Items drawn from a data source:
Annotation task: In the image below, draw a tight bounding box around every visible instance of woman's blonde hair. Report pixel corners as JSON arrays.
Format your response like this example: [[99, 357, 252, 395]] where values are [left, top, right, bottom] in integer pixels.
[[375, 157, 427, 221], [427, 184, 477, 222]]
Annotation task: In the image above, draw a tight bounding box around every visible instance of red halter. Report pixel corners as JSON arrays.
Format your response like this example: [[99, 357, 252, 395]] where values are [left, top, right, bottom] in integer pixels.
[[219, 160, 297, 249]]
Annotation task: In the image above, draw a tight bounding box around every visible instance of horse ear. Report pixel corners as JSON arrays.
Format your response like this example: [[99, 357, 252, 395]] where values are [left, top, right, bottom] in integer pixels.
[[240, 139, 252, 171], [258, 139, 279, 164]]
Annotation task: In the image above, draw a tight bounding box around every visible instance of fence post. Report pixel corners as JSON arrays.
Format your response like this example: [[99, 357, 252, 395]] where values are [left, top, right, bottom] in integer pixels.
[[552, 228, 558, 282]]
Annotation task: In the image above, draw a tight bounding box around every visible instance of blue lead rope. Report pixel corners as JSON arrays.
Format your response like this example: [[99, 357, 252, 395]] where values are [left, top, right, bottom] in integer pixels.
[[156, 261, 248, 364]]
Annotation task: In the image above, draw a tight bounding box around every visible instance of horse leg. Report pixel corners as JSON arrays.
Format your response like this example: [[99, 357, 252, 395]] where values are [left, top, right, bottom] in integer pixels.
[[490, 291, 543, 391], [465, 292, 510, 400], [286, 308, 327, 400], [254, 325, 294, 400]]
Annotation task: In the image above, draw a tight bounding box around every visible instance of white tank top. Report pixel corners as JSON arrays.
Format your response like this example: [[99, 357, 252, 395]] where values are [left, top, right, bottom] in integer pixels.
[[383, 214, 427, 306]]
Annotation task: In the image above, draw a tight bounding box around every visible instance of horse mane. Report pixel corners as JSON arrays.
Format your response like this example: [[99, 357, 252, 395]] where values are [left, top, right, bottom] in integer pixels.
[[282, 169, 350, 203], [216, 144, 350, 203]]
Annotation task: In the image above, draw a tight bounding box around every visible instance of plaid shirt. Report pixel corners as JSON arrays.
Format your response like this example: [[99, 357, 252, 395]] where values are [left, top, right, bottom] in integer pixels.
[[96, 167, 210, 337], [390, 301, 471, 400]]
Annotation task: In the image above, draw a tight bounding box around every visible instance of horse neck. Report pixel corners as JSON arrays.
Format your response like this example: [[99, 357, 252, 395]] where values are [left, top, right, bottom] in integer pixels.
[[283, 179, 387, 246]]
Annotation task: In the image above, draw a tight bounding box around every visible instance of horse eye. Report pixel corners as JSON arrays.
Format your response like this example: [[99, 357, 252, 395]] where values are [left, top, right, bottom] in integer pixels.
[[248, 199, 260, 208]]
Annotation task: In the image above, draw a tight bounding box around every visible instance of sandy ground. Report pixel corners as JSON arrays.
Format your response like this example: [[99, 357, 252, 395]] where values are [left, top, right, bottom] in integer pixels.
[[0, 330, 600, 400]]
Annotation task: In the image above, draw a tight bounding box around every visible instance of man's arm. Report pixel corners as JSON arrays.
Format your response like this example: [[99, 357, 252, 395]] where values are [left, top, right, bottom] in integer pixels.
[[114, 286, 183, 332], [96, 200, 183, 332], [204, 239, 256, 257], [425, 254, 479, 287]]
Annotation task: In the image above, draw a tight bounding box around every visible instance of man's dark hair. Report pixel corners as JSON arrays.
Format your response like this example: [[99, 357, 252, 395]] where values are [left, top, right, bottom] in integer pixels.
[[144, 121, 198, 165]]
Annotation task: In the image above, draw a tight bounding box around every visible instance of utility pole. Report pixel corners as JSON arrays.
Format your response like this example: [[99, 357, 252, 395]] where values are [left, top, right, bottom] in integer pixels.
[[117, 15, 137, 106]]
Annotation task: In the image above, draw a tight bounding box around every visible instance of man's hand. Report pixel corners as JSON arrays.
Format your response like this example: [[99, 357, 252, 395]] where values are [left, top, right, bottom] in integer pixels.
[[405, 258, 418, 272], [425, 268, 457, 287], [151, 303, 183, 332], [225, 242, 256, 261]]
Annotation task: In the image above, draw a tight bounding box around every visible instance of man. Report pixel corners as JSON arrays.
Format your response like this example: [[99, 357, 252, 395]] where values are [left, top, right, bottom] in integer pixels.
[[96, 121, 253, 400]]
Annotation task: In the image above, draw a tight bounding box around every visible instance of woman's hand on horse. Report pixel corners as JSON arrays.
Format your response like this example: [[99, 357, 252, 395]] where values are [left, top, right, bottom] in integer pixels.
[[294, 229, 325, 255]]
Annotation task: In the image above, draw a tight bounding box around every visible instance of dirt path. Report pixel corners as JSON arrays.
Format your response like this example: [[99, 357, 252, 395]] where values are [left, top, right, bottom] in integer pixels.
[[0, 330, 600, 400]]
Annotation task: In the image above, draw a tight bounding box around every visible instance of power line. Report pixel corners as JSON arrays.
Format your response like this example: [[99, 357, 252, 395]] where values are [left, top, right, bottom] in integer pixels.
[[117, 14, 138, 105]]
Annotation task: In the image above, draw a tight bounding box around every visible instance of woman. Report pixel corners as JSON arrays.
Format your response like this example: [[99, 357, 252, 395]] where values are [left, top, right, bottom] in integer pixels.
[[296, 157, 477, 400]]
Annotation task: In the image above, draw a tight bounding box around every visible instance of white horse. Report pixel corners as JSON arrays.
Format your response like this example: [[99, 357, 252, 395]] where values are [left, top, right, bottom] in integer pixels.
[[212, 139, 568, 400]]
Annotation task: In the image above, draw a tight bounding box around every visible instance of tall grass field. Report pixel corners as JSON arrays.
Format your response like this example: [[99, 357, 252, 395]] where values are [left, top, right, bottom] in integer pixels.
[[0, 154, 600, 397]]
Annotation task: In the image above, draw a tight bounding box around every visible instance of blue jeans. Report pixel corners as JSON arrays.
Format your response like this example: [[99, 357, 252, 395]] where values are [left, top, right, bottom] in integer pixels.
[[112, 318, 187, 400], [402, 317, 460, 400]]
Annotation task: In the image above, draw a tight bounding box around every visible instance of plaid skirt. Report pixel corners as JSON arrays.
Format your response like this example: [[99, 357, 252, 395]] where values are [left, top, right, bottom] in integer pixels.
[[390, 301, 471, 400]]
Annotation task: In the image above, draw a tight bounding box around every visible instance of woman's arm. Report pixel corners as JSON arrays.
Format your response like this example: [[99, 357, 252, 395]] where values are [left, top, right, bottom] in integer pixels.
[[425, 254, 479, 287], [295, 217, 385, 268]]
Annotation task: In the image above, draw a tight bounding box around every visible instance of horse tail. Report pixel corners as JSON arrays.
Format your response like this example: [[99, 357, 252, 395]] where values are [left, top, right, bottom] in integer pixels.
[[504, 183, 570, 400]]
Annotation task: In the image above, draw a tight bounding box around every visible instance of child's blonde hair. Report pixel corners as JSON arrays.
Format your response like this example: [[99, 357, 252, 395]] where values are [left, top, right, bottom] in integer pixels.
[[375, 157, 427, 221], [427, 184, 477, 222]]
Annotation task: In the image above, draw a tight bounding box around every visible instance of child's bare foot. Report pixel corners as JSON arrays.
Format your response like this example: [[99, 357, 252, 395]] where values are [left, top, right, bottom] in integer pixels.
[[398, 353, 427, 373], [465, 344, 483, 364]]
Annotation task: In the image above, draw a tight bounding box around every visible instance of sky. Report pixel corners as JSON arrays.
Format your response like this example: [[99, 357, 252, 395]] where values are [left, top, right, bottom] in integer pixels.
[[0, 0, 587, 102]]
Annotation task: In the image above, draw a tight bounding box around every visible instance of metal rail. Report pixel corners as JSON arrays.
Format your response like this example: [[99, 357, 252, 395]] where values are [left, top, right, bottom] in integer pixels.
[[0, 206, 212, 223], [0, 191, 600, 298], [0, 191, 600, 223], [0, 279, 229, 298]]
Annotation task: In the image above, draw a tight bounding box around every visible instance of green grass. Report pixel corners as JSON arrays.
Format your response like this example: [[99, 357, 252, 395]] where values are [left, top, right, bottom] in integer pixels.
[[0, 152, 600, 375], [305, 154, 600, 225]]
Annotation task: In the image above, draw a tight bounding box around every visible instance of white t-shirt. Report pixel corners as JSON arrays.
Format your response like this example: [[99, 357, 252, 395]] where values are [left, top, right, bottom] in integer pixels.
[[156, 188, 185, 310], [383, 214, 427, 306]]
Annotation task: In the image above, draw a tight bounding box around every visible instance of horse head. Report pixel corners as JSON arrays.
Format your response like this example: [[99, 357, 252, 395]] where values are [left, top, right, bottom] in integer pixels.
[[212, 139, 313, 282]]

TASK DESCRIPTION:
Express the material as a Markdown table with the columns Row and Line, giving each line its own numbered row and skipping any blank lines. Begin at the line that contains "on horse. Report pixel corners as JSON arrays.", and stop after the line that contains "[[117, 14, 138, 105]]".

RIGHT ANSWER:
| Row | Line |
|---|---|
| 1 | Annotation task: In the image above, draw a tight bounding box around every visible instance of woman's hand on horse. Report pixel corners as JSON arrays. |
| 2 | Format your response like this example: [[99, 357, 252, 395]] where values are [left, top, right, bottom] in integer pixels. |
| 3 | [[294, 229, 325, 255]] |
| 4 | Annotation task: In the image above, draw a tight bounding box around every visible instance of dirt path. Report pixel corners as JSON arrays. |
| 5 | Format your response like this example: [[99, 357, 252, 395]] where values are [left, top, right, bottom] in integer pixels. |
| 6 | [[0, 330, 600, 400]] |
| 7 | Annotation task: In the image above, draw a tight bounding box around every visible instance of power line. Report pixel corners as JSON arrays. |
| 8 | Format your response like this example: [[99, 357, 252, 395]] where values are [left, top, right, bottom] in integer pixels. |
| 9 | [[117, 14, 138, 105]] |